▸ **SOURCE PASSAGE**

Monday, December 17, 2012

Collared wolves important tools

December 16, 2012  • 

Wolves, which are never far out of the news in Montana, were back at the top of the page last week as the alpha female from the Lamar Valley pack in Yellowstone National Park was shot legally outside the park by a Montana hunter.

The shooting caused concern among some circles because it pointed to recent incidents of wolves from within the park, where they are protected and popular with tourists, getting shot outside the park.

The Lamar Valley female was one of three wolves recently shot by Montana hunters that were collared by the National Park Service in Yellowstone.

In response to concerns about the Yellowstone wolves coming out on the north end of the park, the Montana Fish, Wildlife and Parks Commission on Monday shut down the wolf hunting and trapping season in the portions of wolf management unit 313 just north of the park.

However, the shooting of a collared wolf is the main concern for us.
Collared wolves play an important role in helping wildlife officials collect information on wolf packs. Among other things, the collars provide biologists with information on the location of wolves, seasonal movements and denning habits.

This kind of information is important for people on both sides of the wolf issue. Wolf supporters want the information provided by collared wolves because it’s one of the best tools to locate packs for the purpose of tracking and counting.

▸ **Saved data entries**
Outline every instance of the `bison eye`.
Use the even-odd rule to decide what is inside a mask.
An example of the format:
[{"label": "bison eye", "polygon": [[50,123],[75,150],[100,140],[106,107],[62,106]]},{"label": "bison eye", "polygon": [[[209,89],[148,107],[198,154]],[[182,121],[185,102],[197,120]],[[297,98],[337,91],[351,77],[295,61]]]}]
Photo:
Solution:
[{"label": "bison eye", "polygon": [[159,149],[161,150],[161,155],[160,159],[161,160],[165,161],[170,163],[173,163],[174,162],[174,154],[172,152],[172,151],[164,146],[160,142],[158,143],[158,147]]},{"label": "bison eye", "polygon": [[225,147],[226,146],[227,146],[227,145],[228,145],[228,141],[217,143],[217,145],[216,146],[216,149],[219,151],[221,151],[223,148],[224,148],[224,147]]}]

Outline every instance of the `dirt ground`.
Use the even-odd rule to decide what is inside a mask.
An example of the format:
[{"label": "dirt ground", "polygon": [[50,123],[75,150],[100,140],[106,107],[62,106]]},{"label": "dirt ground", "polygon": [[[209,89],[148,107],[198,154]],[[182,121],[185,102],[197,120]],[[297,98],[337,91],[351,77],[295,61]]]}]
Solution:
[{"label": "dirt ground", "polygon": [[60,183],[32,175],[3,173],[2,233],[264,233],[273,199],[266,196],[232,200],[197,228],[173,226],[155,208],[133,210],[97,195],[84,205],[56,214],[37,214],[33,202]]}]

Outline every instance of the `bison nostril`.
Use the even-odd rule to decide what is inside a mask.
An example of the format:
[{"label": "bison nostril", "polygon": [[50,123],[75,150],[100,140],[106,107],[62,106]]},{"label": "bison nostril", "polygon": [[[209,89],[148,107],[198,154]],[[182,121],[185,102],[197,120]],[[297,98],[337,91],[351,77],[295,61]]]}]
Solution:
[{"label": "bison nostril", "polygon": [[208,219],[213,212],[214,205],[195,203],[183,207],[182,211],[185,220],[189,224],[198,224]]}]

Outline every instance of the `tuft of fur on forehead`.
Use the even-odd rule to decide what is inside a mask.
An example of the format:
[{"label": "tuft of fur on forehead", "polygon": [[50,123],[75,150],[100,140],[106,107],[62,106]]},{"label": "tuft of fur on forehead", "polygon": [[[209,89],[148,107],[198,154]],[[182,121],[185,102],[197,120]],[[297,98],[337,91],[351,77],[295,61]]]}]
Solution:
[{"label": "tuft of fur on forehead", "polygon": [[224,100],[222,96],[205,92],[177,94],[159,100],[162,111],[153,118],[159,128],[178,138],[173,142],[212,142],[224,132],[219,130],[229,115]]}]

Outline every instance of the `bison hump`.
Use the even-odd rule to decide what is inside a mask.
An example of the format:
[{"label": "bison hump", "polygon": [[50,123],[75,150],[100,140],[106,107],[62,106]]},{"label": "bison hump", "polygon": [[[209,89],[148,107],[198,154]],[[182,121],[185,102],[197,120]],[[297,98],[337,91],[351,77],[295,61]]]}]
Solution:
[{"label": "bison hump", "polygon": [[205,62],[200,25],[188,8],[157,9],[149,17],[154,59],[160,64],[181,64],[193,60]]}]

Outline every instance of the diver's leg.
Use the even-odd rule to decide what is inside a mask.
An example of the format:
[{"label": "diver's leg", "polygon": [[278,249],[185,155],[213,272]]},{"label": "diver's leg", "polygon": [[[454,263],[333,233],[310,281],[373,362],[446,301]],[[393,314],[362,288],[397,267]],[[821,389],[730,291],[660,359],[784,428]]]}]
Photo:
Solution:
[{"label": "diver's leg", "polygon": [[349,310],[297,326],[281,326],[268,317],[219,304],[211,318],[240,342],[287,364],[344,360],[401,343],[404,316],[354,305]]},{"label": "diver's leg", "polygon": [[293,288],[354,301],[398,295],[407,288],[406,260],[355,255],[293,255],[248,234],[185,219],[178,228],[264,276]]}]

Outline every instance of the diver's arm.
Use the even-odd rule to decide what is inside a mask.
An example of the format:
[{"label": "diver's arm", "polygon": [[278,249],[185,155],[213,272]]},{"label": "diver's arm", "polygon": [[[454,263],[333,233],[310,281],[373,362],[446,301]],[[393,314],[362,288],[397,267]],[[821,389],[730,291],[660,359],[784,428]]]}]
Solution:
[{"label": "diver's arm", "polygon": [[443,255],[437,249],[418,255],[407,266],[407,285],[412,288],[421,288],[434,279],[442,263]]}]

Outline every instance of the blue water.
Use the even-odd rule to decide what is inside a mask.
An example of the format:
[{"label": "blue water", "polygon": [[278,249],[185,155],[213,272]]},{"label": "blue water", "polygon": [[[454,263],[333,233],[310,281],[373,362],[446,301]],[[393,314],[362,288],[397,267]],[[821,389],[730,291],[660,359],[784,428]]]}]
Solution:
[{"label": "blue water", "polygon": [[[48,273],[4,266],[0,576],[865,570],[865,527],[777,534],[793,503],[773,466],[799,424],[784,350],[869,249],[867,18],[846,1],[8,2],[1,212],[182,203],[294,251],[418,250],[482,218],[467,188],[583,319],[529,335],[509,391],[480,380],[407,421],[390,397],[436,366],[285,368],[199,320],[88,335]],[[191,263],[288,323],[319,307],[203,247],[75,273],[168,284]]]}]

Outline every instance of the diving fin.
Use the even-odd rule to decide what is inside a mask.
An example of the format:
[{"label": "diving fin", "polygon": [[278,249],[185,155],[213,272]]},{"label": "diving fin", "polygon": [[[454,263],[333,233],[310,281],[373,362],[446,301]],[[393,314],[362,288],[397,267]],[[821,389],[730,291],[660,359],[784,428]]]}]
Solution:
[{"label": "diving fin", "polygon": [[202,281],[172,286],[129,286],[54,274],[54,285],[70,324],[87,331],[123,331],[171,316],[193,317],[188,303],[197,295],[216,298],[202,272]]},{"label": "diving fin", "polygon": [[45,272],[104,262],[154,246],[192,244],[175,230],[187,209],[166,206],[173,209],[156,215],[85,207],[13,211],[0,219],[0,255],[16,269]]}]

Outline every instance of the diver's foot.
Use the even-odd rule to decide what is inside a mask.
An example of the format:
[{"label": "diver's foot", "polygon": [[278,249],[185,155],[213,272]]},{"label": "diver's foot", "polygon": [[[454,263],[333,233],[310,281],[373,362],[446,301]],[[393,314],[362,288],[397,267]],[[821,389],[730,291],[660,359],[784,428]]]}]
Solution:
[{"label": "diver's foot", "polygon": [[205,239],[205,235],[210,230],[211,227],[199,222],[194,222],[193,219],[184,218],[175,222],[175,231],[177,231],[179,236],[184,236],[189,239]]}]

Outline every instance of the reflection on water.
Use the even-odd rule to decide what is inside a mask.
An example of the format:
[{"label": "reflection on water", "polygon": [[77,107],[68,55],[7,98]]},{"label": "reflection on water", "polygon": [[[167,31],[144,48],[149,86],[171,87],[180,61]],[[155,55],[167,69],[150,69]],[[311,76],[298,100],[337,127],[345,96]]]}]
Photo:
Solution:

▸ **WORK INSTRUCTION 1**
According to the collared-wolves article, what kinds of information do the collars give biologists? List each one.
▸ **WORK INSTRUCTION 2**
Please write out the part of the collared-wolves article between "The Lamar Valley female" and "of the park.", inclusive.
The records come from a different source than the article.

▸ **RESULT 1**
- The location of wolves
- Seasonal movements
- Denning habits

▸ **RESULT 2**
The Lamar Valley female was one of three wolves recently shot by Montana hunters that were collared by the National Park Service in Yellowstone.

In response to concerns about the Yellowstone wolves coming out on the north end of the park, the Montana Fish, Wildlife and Parks Commission on Monday shut down the wolf hunting and trapping season in the portions of wolf management unit 313 just north of the park.